Work to complete —
Copy out the records below, swapping each occurrence of "one per line" for "each on its own line" and leaving everything else unchanged.

Stored data
- - -
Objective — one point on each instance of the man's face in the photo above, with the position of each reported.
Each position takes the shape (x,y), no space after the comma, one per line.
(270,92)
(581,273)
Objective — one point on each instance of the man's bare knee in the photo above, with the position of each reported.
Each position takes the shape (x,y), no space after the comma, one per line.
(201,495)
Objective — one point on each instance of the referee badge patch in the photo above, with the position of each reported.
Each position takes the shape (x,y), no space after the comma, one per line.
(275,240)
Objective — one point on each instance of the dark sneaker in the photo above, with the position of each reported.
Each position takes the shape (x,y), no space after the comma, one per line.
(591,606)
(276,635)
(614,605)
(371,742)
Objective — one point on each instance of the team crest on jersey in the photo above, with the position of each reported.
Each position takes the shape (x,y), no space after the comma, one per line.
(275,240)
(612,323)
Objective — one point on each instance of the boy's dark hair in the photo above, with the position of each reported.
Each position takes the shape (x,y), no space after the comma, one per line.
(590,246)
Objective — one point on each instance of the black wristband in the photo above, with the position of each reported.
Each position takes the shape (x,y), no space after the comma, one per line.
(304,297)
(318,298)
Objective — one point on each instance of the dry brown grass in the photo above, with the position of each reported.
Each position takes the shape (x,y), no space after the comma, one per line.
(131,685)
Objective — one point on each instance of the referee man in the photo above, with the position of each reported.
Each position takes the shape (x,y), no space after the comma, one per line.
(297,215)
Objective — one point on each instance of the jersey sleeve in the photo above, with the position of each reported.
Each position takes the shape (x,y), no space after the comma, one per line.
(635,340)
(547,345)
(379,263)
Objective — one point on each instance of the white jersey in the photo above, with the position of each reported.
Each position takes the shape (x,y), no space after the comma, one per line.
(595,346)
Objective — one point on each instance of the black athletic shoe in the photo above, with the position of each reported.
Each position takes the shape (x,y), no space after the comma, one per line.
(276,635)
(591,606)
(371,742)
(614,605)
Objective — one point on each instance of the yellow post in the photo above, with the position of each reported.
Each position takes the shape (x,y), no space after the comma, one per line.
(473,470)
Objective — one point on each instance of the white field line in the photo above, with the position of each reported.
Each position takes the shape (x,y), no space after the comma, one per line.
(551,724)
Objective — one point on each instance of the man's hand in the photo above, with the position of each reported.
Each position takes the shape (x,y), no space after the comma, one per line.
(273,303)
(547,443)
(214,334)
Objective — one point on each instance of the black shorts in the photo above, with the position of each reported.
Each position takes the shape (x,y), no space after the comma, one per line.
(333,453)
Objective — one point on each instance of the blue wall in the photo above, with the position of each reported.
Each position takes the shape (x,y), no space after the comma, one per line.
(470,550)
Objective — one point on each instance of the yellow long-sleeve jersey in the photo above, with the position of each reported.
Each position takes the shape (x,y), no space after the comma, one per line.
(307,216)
- - -
Correct answer —
Objective — one point on each instance of the man's face in the photo above, with the position of each reported.
Each position takes the shape (x,y), no space after the comma, each on its own line.
(270,92)
(581,273)
Objective — one point on each instance of the man's bare knee in the photo above, with the position of each reported.
Each position takes the shape (x,y), no space after the comma, each on its own line.
(201,495)
Objective — one point on each instance of the referee badge patch in the photo above, with the position of each reported.
Each position takes the shape (x,y), no space after the comma, each on its own line.
(275,240)
Objective — one point on each instance of the dark sneaker in the photo above, with the position of each reported.
Each position takes the shape (x,y), no space after the comma, each on its own line.
(591,606)
(276,635)
(614,605)
(371,742)
Objective — one point on each instance of the team crest on jersey in the photo above, with the position of each reported.
Each position takes the shape (x,y), no space after the comma, each on its own line.
(275,240)
(612,323)
Objective — one point on each instance of the boy's dark hair in the photo above, with the position of each reported.
Each position takes the shape (x,y), no space after the comma, each on its own line.
(590,246)
Objective — one point on each instance of the black wristband in the photo above, with the position of each reported.
Each position takes the shape (x,y), no space after the comma, each on its own line.
(304,297)
(318,298)
Objective — one point on each instance of the dry brown grass in the photo above, with the position of each reported.
Each position takes the shape (x,y), no space after the comma, each on its own line.
(131,685)
Objective — one point on each instance of the referee man in the photo above, with the position of each reported.
Each position takes the shape (x,y), no space after the comma, each on its own line.
(297,215)
Objective — one point on each instance of the jersey sleeve in the photo above, with the position of each reported.
Each position takes the shape (x,y), no space after the comma, each on its own line.
(635,340)
(547,345)
(379,263)
Objective — one point on each instance of the white jersey in the photo above, with the position of each reported.
Each position takes the shape (x,y), no space after the comma, each on its own line.
(595,346)
Objective — one point on each instance of the black athletic shoe in the photo above, with the position of each reported.
Each position takes the shape (x,y), no space after the comma, each on its own line.
(276,635)
(591,606)
(371,742)
(614,605)
Objective — one point on each instance of the yellow post in the photo above, with the position of each reported.
Each position takes the shape (x,y), no space after the comma, each on its own line.
(473,470)
Objective — one point on each instance of the white field line in the photo above, with the position of each reported.
Each position takes the shape (x,y), no space after the comma, each on its own line.
(551,724)
Objective — one point on each instance of the man's hand in the photo above, with the position of each reported.
Each position takes the shape (x,y), no space after the comma, each on its own line.
(273,303)
(547,443)
(214,334)
Objective — one point on each instance of the black shorts in the photo above, with the position of each reported.
Each position takes the shape (x,y), no space after the comma, each on its own line.
(333,453)
Objective — one point on each instance of the blue wall in the photo above, with the position of each reported.
Each position takes the shape (x,y), no space after the comma, each on its own line.
(470,550)
Objective — one point on each instance of the yellow long-sleeve jersey in the photo above, with the position of each reported.
Each position takes the shape (x,y), no space after the comma, each on its own line.
(307,216)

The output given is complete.